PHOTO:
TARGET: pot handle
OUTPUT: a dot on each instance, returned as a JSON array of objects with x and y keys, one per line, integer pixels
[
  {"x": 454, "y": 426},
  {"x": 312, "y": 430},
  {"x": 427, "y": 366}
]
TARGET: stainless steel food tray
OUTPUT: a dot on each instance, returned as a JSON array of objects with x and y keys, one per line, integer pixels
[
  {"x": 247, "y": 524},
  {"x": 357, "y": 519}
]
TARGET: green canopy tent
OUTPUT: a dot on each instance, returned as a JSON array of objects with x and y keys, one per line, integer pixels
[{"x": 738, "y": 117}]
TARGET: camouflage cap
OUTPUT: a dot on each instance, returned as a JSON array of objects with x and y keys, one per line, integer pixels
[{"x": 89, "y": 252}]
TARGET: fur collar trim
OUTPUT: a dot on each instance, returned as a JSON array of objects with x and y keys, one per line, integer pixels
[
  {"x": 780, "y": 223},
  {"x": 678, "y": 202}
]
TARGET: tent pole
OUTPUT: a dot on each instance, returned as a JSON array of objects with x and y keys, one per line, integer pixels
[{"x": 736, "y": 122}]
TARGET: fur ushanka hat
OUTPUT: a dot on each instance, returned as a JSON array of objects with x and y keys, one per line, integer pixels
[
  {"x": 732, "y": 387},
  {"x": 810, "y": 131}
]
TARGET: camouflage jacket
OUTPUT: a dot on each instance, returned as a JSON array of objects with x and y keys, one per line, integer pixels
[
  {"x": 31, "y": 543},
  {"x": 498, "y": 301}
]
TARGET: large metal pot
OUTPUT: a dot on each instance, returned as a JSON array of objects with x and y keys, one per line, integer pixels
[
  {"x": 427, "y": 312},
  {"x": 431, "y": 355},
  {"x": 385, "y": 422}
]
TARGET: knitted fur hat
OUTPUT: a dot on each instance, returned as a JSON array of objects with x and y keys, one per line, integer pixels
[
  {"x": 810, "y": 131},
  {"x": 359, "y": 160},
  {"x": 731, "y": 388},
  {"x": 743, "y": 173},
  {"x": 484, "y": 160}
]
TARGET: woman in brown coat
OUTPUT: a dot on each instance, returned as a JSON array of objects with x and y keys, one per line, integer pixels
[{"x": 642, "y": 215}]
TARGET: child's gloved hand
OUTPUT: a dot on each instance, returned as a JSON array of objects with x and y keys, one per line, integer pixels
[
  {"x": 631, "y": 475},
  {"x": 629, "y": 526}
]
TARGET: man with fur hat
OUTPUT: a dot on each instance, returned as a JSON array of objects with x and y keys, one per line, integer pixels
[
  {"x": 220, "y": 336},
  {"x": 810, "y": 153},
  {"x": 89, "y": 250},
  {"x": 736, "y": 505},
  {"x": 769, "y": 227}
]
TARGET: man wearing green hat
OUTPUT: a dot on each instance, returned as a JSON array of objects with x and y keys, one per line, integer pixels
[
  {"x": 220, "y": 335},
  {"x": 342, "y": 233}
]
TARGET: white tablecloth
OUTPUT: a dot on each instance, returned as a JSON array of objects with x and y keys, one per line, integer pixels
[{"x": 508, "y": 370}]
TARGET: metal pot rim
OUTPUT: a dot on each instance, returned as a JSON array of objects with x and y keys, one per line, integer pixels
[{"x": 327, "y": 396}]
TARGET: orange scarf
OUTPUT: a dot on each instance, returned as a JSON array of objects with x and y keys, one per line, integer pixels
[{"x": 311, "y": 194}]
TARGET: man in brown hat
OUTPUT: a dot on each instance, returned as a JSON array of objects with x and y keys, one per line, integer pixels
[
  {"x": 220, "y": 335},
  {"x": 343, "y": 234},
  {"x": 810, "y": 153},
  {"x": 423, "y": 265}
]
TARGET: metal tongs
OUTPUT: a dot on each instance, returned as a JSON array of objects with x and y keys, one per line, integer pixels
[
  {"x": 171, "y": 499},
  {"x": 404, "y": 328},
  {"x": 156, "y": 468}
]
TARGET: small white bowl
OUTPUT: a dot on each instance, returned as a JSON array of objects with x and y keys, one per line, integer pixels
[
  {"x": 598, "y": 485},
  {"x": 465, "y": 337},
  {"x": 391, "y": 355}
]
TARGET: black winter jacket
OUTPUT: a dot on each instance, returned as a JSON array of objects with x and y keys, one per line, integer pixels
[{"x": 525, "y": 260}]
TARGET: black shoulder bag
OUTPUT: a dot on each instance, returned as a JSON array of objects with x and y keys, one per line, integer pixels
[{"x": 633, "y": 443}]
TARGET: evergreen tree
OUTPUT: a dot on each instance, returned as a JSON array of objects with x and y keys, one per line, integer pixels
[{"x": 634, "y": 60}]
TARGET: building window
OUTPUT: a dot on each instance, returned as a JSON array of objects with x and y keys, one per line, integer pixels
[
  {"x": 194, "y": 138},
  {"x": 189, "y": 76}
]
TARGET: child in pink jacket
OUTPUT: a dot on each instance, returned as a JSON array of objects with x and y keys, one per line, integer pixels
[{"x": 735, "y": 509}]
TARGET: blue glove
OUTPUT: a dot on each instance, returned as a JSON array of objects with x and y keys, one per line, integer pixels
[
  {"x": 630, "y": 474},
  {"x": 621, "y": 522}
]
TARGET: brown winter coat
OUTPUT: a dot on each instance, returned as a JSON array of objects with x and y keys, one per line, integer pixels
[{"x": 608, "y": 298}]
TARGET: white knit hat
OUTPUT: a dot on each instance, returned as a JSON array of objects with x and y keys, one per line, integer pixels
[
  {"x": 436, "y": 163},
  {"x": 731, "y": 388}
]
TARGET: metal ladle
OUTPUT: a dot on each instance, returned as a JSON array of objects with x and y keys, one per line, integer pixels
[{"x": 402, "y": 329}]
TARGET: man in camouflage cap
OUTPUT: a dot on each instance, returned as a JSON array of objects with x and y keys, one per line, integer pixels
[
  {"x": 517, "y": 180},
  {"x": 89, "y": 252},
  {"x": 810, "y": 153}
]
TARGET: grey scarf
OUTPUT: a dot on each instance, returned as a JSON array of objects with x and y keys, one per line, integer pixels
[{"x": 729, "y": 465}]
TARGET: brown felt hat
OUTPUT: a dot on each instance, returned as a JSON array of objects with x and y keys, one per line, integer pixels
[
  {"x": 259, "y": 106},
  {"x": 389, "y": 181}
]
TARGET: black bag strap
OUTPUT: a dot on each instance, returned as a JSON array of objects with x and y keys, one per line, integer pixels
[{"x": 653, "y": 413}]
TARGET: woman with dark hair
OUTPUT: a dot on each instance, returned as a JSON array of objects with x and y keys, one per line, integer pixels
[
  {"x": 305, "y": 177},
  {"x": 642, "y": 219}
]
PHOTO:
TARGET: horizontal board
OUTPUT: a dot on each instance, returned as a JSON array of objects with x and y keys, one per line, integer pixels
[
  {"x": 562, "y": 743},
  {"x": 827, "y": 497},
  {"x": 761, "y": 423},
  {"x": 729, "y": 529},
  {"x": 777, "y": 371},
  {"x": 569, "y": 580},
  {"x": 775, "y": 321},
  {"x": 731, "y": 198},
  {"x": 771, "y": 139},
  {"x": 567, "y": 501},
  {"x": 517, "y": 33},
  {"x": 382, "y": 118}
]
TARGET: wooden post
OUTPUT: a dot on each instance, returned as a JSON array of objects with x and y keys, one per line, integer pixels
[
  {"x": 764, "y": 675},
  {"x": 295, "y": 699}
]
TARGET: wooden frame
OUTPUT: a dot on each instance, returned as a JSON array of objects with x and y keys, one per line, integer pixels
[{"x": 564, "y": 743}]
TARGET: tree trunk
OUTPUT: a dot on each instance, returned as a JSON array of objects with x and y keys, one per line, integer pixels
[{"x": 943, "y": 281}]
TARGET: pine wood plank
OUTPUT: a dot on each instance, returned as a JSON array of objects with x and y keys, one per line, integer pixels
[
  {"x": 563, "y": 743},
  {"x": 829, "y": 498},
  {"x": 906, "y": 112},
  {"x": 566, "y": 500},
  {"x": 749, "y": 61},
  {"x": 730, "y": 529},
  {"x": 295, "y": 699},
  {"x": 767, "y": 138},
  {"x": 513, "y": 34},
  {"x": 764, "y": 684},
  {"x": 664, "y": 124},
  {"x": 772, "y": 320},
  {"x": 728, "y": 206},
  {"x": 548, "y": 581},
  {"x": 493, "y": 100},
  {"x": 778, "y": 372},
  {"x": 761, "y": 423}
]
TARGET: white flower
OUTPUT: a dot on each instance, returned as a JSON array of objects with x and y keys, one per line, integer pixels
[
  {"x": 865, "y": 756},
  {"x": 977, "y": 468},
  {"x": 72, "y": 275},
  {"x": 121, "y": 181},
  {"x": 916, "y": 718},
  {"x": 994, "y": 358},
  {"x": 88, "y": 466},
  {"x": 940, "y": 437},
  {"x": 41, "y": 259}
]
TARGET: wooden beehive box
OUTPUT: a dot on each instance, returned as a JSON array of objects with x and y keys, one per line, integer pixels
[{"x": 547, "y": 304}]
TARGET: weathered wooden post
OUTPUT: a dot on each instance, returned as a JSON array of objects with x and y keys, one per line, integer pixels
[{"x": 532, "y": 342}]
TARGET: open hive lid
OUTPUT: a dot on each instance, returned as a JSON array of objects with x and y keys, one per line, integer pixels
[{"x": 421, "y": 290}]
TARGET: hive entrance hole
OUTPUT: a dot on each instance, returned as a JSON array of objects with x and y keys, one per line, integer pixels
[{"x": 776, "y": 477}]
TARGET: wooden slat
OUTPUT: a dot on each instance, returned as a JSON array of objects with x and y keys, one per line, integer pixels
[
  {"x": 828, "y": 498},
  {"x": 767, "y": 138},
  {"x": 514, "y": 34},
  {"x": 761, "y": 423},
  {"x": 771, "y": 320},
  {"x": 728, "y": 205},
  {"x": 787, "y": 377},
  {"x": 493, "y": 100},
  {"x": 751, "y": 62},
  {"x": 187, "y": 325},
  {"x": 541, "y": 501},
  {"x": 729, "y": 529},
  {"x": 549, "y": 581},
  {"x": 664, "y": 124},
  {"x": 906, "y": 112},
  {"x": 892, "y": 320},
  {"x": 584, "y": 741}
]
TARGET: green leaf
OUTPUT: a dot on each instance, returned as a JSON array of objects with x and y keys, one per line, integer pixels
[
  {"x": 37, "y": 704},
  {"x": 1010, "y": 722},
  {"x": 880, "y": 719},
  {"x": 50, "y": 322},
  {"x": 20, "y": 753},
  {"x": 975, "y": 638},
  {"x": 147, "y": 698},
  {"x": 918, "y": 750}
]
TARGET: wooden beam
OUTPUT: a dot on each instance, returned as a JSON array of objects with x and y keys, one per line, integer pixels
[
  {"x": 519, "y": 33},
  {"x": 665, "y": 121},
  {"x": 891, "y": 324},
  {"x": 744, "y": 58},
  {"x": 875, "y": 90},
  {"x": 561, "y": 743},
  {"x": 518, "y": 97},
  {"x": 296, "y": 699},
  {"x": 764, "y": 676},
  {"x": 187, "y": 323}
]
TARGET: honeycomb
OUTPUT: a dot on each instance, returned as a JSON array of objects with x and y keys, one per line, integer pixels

Task prompt:
Beginning with the line containing "TARGET: wooden frame" and ending with the line containing "TARGET: pine wood plank", extract those lines exactly from the listing above, and only those.

Response below:
TARGET: wooden frame
OUTPUT: a dot on each instance, returned as a JSON array of objects with x and y keys, one per line, integer pixels
[{"x": 564, "y": 743}]
TARGET: tree trunk
OUTPUT: a dot on each instance, returned as a JSON array of objects with x and y keys, one per line, integer pixels
[{"x": 943, "y": 281}]
TARGET: pine wood plank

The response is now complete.